--- Start of SUPPLIED DATA ---

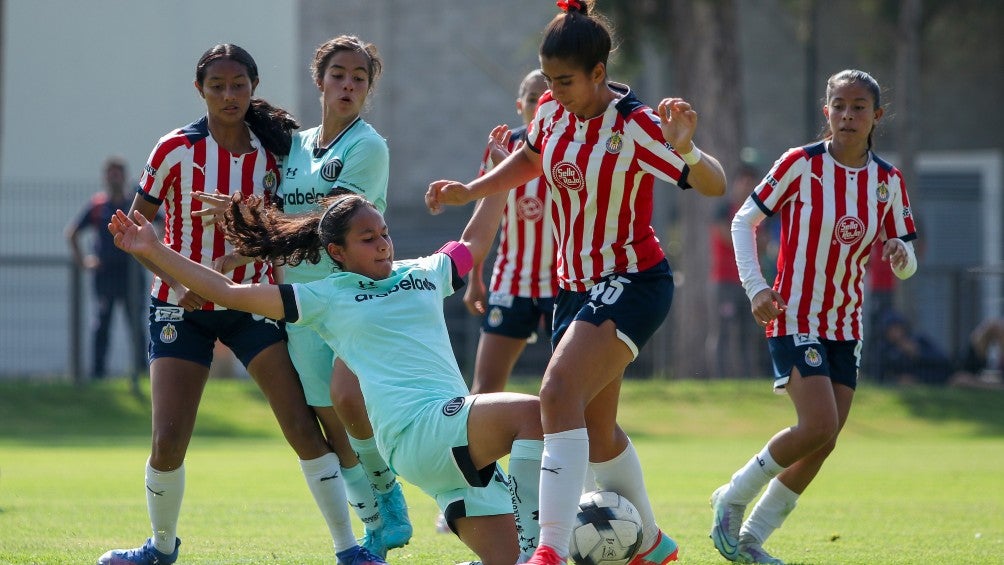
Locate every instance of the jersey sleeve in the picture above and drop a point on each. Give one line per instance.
(366, 171)
(781, 183)
(546, 107)
(303, 303)
(154, 184)
(656, 156)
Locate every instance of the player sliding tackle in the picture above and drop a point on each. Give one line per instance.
(391, 331)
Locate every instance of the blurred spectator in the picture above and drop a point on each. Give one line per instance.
(117, 279)
(908, 356)
(735, 345)
(981, 361)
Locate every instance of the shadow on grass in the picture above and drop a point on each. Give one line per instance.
(109, 411)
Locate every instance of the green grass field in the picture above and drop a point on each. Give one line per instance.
(918, 477)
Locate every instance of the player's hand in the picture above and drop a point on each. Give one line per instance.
(498, 144)
(679, 121)
(766, 306)
(135, 236)
(189, 299)
(446, 193)
(216, 205)
(895, 251)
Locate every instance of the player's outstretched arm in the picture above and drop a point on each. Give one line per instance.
(139, 238)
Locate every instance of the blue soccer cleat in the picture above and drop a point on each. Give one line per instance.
(358, 555)
(146, 555)
(397, 531)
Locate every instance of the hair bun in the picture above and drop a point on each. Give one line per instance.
(569, 5)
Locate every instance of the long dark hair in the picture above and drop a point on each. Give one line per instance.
(273, 125)
(577, 34)
(289, 239)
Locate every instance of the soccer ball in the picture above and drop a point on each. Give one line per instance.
(607, 530)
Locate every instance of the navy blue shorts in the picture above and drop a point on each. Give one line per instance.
(192, 335)
(518, 316)
(814, 356)
(637, 302)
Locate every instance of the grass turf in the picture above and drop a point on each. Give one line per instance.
(918, 476)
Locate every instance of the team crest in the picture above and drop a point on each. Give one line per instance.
(169, 333)
(495, 317)
(452, 407)
(812, 357)
(529, 209)
(330, 171)
(567, 176)
(269, 182)
(614, 143)
(849, 230)
(882, 192)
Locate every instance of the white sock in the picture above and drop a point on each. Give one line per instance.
(750, 479)
(360, 497)
(562, 472)
(524, 480)
(324, 479)
(770, 511)
(589, 484)
(622, 475)
(165, 492)
(379, 472)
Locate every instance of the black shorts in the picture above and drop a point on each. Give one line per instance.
(518, 316)
(637, 302)
(192, 335)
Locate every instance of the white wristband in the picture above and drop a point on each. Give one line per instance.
(692, 158)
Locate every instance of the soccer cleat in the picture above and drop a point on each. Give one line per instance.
(358, 555)
(442, 526)
(397, 531)
(146, 555)
(750, 551)
(372, 541)
(544, 555)
(664, 551)
(728, 518)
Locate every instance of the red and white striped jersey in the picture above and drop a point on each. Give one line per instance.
(601, 173)
(190, 160)
(524, 262)
(830, 216)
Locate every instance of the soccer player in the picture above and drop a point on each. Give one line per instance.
(232, 150)
(835, 198)
(385, 318)
(600, 151)
(523, 283)
(343, 153)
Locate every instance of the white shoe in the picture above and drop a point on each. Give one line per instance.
(750, 551)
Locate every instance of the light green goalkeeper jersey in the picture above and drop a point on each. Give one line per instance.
(392, 333)
(357, 160)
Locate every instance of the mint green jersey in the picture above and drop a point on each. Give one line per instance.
(392, 333)
(357, 161)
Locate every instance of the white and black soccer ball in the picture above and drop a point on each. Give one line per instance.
(607, 530)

--- End of SUPPLIED DATA ---

**YOUR TASK**
Can you rewrite all the rows above, swapping "drop a point on each" for "mark each one with a point" and changing nothing else? Leave the pictures out.

**WRITTEN RESPONSE**
Locate every instance of the jersey sleeve in the picture above and mark each one with a point. Give one line per instance.
(366, 171)
(781, 183)
(546, 107)
(303, 303)
(154, 184)
(656, 156)
Locate every instance of the player sliding tackle in the picture above and mark each one with a point. Give one line per instance.
(391, 331)
Locate every instance of the blurred spectator in the picture above and mark each one with a point. Give one line per instance.
(117, 279)
(908, 356)
(735, 345)
(981, 361)
Locate every instance of the shadow on grass in the picture above and mark each one with a point. Give one line per instance.
(109, 411)
Locate every instance of the green grass field in the picture above and mark each one with a point. Give one line per instance.
(918, 477)
Locate every instance of the player's hand in the picture above and mark each one with a point. Give one line per instance.
(498, 144)
(679, 121)
(766, 306)
(135, 236)
(189, 299)
(446, 193)
(216, 205)
(895, 251)
Locate every instance of the player's outstretched arm in the picture above and mark each one with a point. Give one line per instance.
(139, 238)
Locate every instance of the blue soccer cleat in the picture above and mark each one with a point. Give one line per instance.
(358, 555)
(146, 555)
(397, 531)
Locate every instance of the hair bun in the picture above and mark each one with a point. Give one line per instance.
(569, 5)
Locate every instance of the long dark hair in the picture above and mark each one with a point. Give one line per instance.
(273, 125)
(577, 34)
(289, 239)
Locate every instance of the soccer ball in the picture above and mark each one with a point. Give one line per instance.
(607, 530)
Locate every instance of the navy blue shorts in the picture above and mark each one with a point. Give one line per instance.
(192, 335)
(518, 316)
(814, 356)
(637, 302)
Locate every instance of the grass turf in the picture above and mark each one with a point. Give one line per instance.
(918, 476)
Locate every instance of the team crest in the picture above and mark each one with a point. Give one line per instance.
(169, 333)
(495, 317)
(452, 407)
(812, 357)
(529, 209)
(330, 171)
(567, 176)
(269, 182)
(614, 143)
(849, 230)
(882, 192)
Locate every instance of the white sock in the picture above and mark each one with a point. Give one line per instance.
(750, 479)
(360, 497)
(562, 472)
(524, 480)
(324, 479)
(770, 511)
(589, 484)
(622, 475)
(165, 492)
(379, 472)
Locate every instance of the black shorts in the picture above and mark each one with a point. Give one line per instance.
(518, 316)
(637, 302)
(192, 335)
Locate every instance of the white wristband in the picture above and mark each one with a point. Give one line per instance.
(692, 158)
Locate every instance of the soccer cleat in the picture above and mark each one with a point. Give one line per instance.
(358, 555)
(442, 526)
(397, 531)
(146, 555)
(750, 551)
(372, 541)
(544, 555)
(664, 551)
(728, 518)
Locate every instance of the red and white striped jersey in the picture above and mark each one with a point. Give one line per instance.
(601, 173)
(190, 160)
(524, 262)
(830, 216)
Locate every instance of the soccer player in the picture above and mark each one with a point. Give one line per instance.
(232, 150)
(835, 198)
(385, 318)
(600, 151)
(523, 283)
(343, 153)
Locate every instance of the white shoe in the picture above and mark each one with a point. Give one line per instance.
(750, 551)
Locate every instance of the light green goalkeeper jersey in the picture above and mark each one with a point. Give one line per instance.
(392, 333)
(357, 160)
Locate every instance of the mint green jersey in the picture above and mark each one with a point. Give one line per instance.
(392, 333)
(357, 161)
Locate every instance of the white and black soccer ball in the picture above and mark each one with a point. Give one line per instance.
(607, 530)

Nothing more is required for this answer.